SELECTED EXTRACT:
◆ ◆ ◆ ◆

17.1.5 Function inlining
Functions can be inlined by annotating the function itself (C style inlining) or by annotating the function call with the
$inline meta function (
Section 8.6↑). Marking a function to be inlined can be done using
{!auto_inline}:
function [x,y] = __device__ sincos(theta)
{!auto_inline}
[x,y] = [sin(theta),cos(theta)]
endfunction
Alternative, the function can be inlined on a case by case basis (using $inline):
[a,b] = $inline(sincos)(0.3)In this example, the compile-time expansion will even lead to the result being calculated at compile-time.
The Quasar compiler also uses its own heuristics to automatically inline functions. By default lambda expressions are inlined differently than functions (for lambda functions
{!auto_inline} can not be used). The lambda expression inlining mode depends on the
COMPILER_LAMBDAEXPRESSION_INLINING setting (see
Section 17.3↓), which has the following values:
-
Never: never inline any lambda expressions
-
Always: automatically inline every lambda expression
-
OnlySuitable (default): only inlines “simple” lambda expressions that do not have closures.
Note that the back-end compilers may aggressively inline device functions, even without inlining being specified on the Quasar language level.
17.1.6 Kernel fusion
Nowadays, it is not uncommon that a convolution operation on a Full HD color image takes around 10 microseconds. However, with execution times so low, for many GPU libraries this has the consequence that the bottleneck moves back from the GPU to the CPU: the CPU must ensure that the GPU is busy at all times. This turns out to be quite a challenge on its own: when invoking a kernel function, there is often a comined runtime and driver overhead in the order of 5-10 microseconds. That means that all launched kernel functions must provide sufficient workload. Because just a filtering operation on a Full HD image is already in the 5-10 microsecond range of execution time, many smaller parallel operations (e.g., operations with data dimensions< 512⋅1024) are often not suited anymore for the GPU, unless the computation is sufficiently complex. In the new features of CUDA 10 it is mentioned:
“The overhead of a kernel launch can be a significant fraction of the overall end-to-end execution time.”
CUDA 10 introduces a graph API, which allows kernel launches to be prerecorded in order to be played back many times later. This technique reduces CPU kernel launch cost, often leading to significant performance improvements. We notice however that CUDA graphs are a runtime technique; its compile-time equivalent is kernel fusion. In kernel fusion, several subsequent kernel launches are fused into one big kernel launch (called a megakernel). In older versions of CUDA, dependent kernels could not easily be fused, because every kernel execution imposes an implicit grid synchronization at the end of execution. This grid synchronization could only be avoided by using CUDA streams which allows independent kernels to be processed concurrently. More recently, grid barriers (which synchronizes "all threads" in the grid of a kernel function) have become available, either via cooperative groups (in CUDA 9) or via emulation techniques. These grid barriers open the way to kernel fusion of dependent kernels.

◆ ◆ ◆ ◆

RECORDS SUPPLIED:
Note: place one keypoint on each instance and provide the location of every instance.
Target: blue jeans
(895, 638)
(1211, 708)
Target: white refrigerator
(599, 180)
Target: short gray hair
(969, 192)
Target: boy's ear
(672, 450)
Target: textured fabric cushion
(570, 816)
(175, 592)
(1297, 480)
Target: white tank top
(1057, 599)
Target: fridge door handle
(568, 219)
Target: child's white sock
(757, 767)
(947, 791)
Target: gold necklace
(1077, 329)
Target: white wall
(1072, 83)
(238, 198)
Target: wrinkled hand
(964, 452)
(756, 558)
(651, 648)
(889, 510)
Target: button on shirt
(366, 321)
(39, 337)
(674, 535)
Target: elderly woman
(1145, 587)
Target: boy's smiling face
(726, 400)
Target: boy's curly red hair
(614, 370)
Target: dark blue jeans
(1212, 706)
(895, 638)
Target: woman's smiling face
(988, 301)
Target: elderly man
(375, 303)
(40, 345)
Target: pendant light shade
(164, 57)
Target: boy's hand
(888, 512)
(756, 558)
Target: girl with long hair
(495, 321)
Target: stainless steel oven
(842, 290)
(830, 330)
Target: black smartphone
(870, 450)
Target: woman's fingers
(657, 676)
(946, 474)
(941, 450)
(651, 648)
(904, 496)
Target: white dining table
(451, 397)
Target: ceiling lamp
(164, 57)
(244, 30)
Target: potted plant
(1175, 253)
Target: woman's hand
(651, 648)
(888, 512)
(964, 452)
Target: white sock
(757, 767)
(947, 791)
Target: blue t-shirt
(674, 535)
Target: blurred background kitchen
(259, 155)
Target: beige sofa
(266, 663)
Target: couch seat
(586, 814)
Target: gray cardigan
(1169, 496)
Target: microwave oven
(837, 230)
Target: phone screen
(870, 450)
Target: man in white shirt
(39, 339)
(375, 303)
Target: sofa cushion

◆ ◆ ◆ ◆

WHAT YOU ARE ASKED TO DO: In the text on Quasar inlining and kernel fusion, what name is given to the single big kernel launch that results from fusing several kernel launches?

RESULT FOR THIS EXERCISE: A megakernel.